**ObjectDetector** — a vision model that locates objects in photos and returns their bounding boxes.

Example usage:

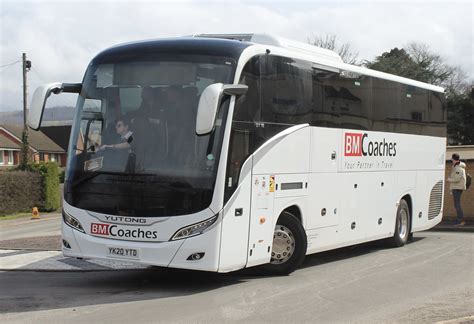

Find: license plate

[107,246,140,260]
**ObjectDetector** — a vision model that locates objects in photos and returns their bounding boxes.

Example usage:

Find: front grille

[428,180,443,219]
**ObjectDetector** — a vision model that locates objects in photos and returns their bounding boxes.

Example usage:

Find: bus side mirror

[28,82,82,130]
[196,83,248,135]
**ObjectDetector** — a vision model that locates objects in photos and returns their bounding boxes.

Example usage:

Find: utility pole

[20,53,31,170]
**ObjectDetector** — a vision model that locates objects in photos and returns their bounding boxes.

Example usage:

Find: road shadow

[0,237,423,313]
[301,236,425,268]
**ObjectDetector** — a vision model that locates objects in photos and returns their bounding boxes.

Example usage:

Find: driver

[99,119,133,150]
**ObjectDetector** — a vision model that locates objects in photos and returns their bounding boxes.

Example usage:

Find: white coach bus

[29,34,446,274]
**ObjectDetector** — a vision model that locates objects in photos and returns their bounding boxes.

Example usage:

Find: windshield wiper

[73,145,95,153]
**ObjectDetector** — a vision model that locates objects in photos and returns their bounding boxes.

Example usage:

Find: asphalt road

[0,232,474,323]
[0,213,61,241]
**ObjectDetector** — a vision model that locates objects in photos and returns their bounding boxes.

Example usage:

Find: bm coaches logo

[344,133,397,156]
[91,223,158,239]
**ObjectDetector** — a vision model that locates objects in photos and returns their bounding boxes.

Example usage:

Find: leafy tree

[308,34,359,64]
[365,43,474,145]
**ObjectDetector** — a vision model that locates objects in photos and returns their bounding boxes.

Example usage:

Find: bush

[30,162,61,211]
[0,171,42,215]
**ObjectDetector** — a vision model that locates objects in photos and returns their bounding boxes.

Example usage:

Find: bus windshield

[65,54,235,217]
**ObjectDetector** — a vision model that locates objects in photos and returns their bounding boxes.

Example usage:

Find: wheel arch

[400,193,413,233]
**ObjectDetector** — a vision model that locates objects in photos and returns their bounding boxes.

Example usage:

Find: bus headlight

[62,209,85,233]
[171,215,219,241]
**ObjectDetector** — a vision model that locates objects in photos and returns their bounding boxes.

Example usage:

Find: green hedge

[0,171,42,215]
[0,162,61,215]
[30,162,61,211]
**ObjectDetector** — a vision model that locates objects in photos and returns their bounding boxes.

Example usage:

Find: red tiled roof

[0,125,65,153]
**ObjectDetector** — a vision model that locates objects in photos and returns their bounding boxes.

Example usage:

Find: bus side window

[372,78,402,132]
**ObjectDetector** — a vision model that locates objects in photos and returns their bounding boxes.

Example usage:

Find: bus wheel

[263,211,308,275]
[390,199,410,247]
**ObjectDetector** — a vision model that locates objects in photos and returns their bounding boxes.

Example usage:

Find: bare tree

[406,42,469,96]
[308,34,359,65]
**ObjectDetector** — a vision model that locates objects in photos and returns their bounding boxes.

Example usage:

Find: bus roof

[193,34,444,93]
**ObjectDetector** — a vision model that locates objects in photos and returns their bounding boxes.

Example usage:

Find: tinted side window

[372,78,403,132]
[312,69,372,129]
[428,92,447,137]
[262,55,313,125]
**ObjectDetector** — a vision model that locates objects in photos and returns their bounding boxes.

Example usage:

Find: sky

[0,0,474,112]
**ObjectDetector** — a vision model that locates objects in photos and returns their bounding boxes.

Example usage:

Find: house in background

[0,125,66,170]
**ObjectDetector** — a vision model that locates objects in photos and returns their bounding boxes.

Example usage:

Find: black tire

[262,211,308,276]
[389,199,411,247]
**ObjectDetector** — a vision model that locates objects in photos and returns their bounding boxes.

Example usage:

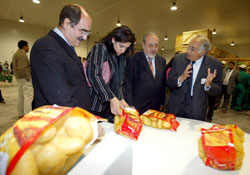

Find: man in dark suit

[124,33,166,114]
[219,62,240,112]
[30,4,92,110]
[167,36,222,121]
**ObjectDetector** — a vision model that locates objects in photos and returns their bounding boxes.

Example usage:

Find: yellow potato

[143,117,151,126]
[149,117,158,122]
[152,122,157,128]
[56,127,68,136]
[163,121,171,129]
[114,115,120,125]
[59,151,83,175]
[35,126,56,143]
[157,119,163,129]
[64,117,94,144]
[51,136,84,155]
[30,143,43,155]
[35,143,66,175]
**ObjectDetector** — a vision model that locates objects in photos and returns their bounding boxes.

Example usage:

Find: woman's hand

[121,99,129,109]
[109,97,122,116]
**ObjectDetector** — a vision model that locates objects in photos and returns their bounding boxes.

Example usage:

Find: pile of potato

[198,125,245,170]
[11,106,94,175]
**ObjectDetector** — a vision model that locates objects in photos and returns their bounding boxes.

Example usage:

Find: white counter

[68,117,250,175]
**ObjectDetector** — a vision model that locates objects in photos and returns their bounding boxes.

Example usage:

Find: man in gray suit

[220,62,240,113]
[12,40,33,118]
[167,36,222,121]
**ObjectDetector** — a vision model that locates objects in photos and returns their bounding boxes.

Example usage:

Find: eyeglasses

[187,46,199,52]
[80,29,91,36]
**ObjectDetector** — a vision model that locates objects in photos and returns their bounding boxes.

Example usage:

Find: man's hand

[206,68,217,87]
[179,63,192,83]
[98,124,105,137]
[121,99,129,109]
[109,97,122,116]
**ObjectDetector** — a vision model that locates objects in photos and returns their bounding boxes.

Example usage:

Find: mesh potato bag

[140,109,180,131]
[114,108,142,140]
[198,125,244,170]
[0,106,98,175]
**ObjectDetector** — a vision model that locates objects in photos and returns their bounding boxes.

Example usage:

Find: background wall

[0,20,88,63]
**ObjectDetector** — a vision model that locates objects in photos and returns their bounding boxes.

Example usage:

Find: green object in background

[8,75,12,83]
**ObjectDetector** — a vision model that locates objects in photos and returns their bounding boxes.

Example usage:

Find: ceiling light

[212,29,216,35]
[170,2,177,11]
[18,16,24,23]
[33,0,40,4]
[164,35,168,41]
[116,20,121,27]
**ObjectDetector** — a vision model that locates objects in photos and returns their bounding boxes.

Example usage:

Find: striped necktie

[148,57,155,77]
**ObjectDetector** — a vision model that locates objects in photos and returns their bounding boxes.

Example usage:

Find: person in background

[12,40,33,118]
[167,35,222,121]
[219,62,240,113]
[231,64,250,111]
[30,4,92,111]
[206,61,227,122]
[86,26,135,122]
[124,32,166,114]
[0,89,6,103]
[165,51,181,107]
[3,61,9,70]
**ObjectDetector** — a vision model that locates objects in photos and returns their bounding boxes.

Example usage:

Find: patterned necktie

[189,61,196,96]
[148,57,155,77]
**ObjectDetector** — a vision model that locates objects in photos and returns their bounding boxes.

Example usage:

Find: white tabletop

[69,117,250,175]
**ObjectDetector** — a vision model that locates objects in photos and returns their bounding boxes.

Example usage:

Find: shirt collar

[190,56,204,64]
[53,27,70,46]
[143,52,155,61]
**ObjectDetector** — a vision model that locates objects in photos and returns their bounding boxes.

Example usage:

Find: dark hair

[100,26,135,56]
[228,61,235,65]
[17,40,28,49]
[59,4,81,27]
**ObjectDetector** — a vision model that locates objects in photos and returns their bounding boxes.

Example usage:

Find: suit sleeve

[124,57,136,106]
[31,41,78,107]
[167,57,181,89]
[87,44,115,103]
[207,62,223,96]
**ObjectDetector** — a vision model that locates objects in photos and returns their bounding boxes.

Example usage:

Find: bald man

[30,4,92,110]
[124,32,166,114]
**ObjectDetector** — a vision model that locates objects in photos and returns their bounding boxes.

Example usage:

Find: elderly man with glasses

[167,36,222,121]
[30,4,92,110]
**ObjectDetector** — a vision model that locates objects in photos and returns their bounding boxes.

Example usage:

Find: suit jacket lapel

[141,52,153,78]
[49,30,85,77]
[194,56,208,85]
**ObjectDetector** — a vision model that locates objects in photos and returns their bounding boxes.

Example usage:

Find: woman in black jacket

[87,26,135,122]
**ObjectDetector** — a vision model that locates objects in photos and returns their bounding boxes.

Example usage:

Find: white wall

[0,19,87,63]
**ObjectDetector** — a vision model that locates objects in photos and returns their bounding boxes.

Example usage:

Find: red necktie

[148,57,155,77]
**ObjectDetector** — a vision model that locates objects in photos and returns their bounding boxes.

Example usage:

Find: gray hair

[143,32,159,43]
[192,35,212,54]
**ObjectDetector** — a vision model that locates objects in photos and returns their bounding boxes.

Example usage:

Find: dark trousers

[221,85,231,109]
[207,96,217,120]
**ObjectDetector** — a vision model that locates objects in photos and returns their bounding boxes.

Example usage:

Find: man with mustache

[30,4,92,110]
[124,32,166,114]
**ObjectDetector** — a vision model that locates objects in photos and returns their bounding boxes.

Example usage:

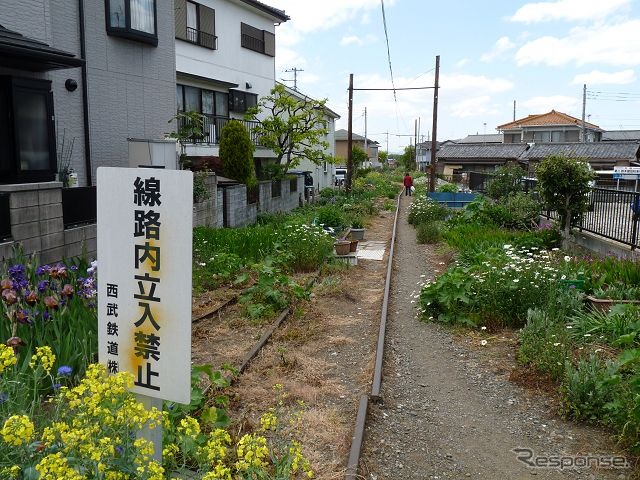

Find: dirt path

[361,194,630,480]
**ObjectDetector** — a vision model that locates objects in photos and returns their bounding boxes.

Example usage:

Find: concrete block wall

[0,182,96,264]
[224,185,258,227]
[193,174,218,227]
[0,182,64,263]
[64,223,98,260]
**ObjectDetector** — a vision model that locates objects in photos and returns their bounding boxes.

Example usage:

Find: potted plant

[333,240,351,256]
[587,282,640,312]
[349,217,364,240]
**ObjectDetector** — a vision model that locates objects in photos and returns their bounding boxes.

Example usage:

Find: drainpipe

[78,0,93,187]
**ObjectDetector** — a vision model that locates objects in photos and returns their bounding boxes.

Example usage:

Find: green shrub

[316,205,346,229]
[408,196,449,225]
[517,310,571,381]
[436,183,458,193]
[561,354,619,424]
[486,192,541,230]
[416,222,442,244]
[220,120,256,183]
[487,165,525,199]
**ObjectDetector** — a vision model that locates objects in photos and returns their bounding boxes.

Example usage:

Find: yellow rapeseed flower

[36,452,84,480]
[29,345,56,373]
[0,343,17,373]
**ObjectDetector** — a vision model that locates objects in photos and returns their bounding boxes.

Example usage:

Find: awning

[0,25,84,72]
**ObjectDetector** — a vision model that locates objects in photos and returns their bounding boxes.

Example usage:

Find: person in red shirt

[402,172,413,196]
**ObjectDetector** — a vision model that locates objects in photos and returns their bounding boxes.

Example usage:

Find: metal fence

[543,188,640,250]
[0,193,11,242]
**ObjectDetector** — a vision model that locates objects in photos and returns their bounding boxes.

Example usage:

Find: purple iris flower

[38,280,49,293]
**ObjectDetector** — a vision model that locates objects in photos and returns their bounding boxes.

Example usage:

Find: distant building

[335,128,381,167]
[496,110,604,143]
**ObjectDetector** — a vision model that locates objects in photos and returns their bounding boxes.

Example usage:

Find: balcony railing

[178,113,260,146]
[62,186,97,228]
[187,27,218,50]
[0,193,11,242]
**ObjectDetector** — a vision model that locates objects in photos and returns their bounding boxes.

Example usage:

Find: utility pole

[285,67,304,92]
[345,73,353,193]
[412,119,418,169]
[429,55,440,192]
[582,83,587,143]
[364,107,369,167]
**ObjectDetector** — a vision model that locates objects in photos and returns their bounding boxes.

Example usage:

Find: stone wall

[0,175,304,264]
[0,182,96,264]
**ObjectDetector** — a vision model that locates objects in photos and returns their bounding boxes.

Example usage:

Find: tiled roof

[496,110,600,130]
[523,142,640,160]
[242,0,291,22]
[333,128,380,145]
[0,25,84,71]
[438,143,528,159]
[602,130,640,142]
[458,133,504,143]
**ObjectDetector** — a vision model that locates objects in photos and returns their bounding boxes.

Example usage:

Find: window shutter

[174,0,187,40]
[199,5,216,35]
[264,30,276,57]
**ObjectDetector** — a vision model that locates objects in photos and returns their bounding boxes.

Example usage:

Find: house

[335,128,381,167]
[173,0,289,167]
[416,142,440,172]
[602,130,640,142]
[522,141,640,172]
[456,133,504,143]
[0,0,175,185]
[436,143,529,176]
[0,0,176,263]
[278,82,340,191]
[496,110,603,143]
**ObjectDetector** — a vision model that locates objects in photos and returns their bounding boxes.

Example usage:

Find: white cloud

[450,95,499,118]
[340,34,376,47]
[517,95,582,112]
[516,20,640,66]
[274,0,396,41]
[510,0,632,23]
[480,37,516,62]
[440,73,513,94]
[571,69,636,85]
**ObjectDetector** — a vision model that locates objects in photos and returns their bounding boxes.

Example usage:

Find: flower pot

[587,295,640,313]
[333,240,351,255]
[349,228,364,240]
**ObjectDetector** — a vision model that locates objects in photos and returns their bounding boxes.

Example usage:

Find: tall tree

[245,84,329,173]
[220,120,256,185]
[536,155,595,242]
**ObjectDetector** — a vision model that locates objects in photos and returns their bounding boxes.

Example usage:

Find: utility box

[127,138,178,170]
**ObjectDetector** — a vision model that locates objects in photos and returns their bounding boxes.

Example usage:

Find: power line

[380,0,398,103]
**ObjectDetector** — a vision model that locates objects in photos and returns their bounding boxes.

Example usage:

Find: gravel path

[360,197,631,480]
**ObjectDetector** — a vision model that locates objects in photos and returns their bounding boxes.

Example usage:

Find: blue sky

[265,0,640,152]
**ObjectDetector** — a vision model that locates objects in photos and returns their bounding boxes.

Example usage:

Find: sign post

[97,167,193,461]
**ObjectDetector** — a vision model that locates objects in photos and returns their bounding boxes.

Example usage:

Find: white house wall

[175,0,275,117]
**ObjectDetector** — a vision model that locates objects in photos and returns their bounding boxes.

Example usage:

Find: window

[240,23,276,57]
[176,85,229,117]
[105,0,158,46]
[175,0,218,50]
[0,77,56,183]
[229,90,258,113]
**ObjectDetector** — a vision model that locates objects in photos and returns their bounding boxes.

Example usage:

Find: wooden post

[429,55,440,192]
[345,73,353,193]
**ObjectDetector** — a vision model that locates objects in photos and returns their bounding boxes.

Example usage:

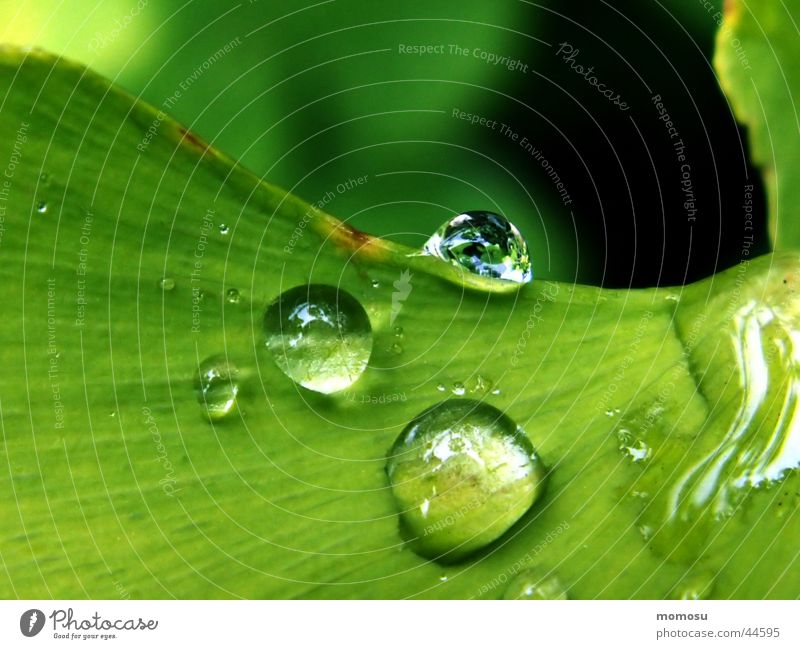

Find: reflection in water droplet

[386,399,545,562]
[423,211,533,284]
[617,428,652,462]
[470,374,492,394]
[264,284,372,394]
[503,568,569,599]
[194,355,239,421]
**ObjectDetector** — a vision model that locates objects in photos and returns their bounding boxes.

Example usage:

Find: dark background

[9,0,768,287]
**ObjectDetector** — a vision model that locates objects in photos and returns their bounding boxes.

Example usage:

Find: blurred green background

[0,0,767,286]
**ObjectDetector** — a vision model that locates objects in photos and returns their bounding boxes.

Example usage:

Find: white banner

[0,600,800,649]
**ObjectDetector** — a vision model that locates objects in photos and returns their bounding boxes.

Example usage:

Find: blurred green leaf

[714,0,800,250]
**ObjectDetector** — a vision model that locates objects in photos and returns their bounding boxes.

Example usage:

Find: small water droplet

[194,355,239,421]
[264,284,372,394]
[617,428,652,462]
[386,399,546,562]
[672,570,714,599]
[470,374,492,394]
[503,568,569,599]
[423,211,533,284]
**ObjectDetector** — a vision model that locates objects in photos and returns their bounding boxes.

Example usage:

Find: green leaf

[714,0,800,250]
[0,49,800,598]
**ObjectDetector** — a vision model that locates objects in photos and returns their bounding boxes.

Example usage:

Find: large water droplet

[264,284,372,394]
[423,212,533,284]
[386,399,546,562]
[194,355,239,421]
[503,568,569,599]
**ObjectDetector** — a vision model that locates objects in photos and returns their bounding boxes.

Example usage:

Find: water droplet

[503,568,569,599]
[158,277,175,291]
[386,399,546,562]
[617,428,652,462]
[672,570,714,599]
[264,284,372,394]
[470,374,492,394]
[423,211,533,284]
[194,355,239,421]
• • • • •
TASK TO CARRY OUT
Please put each line from the start of the records through the line containing "[20,53,31,170]" into a JSON list of strings, one string per line, skipping blank lines and leaving out the pictures.

TASK ANSWER
[
  "**ObjectDetector** — a vision model that locates objects in photos and returns their bounding boxes.",
  "Example usage:",
  "Find: license plate",
  "[107,246,140,260]",
  "**ObjectDetector** — a vision model that locates objects in photos and returns their bounding boxes.",
  "Example usage:",
  "Find: front grille",
  "[428,180,443,219]",
  "**ObjectDetector** — a vision model that locates objects in photos and returns their bounding boxes.",
  "Example usage:",
  "Find: bus side mirror",
  "[28,82,82,130]",
  "[196,83,248,135]",
  "**ObjectDetector** — a vision model that locates objects in photos and returns their bounding boxes.",
  "Example usage:",
  "Find: utility pole",
  "[20,53,31,170]"
]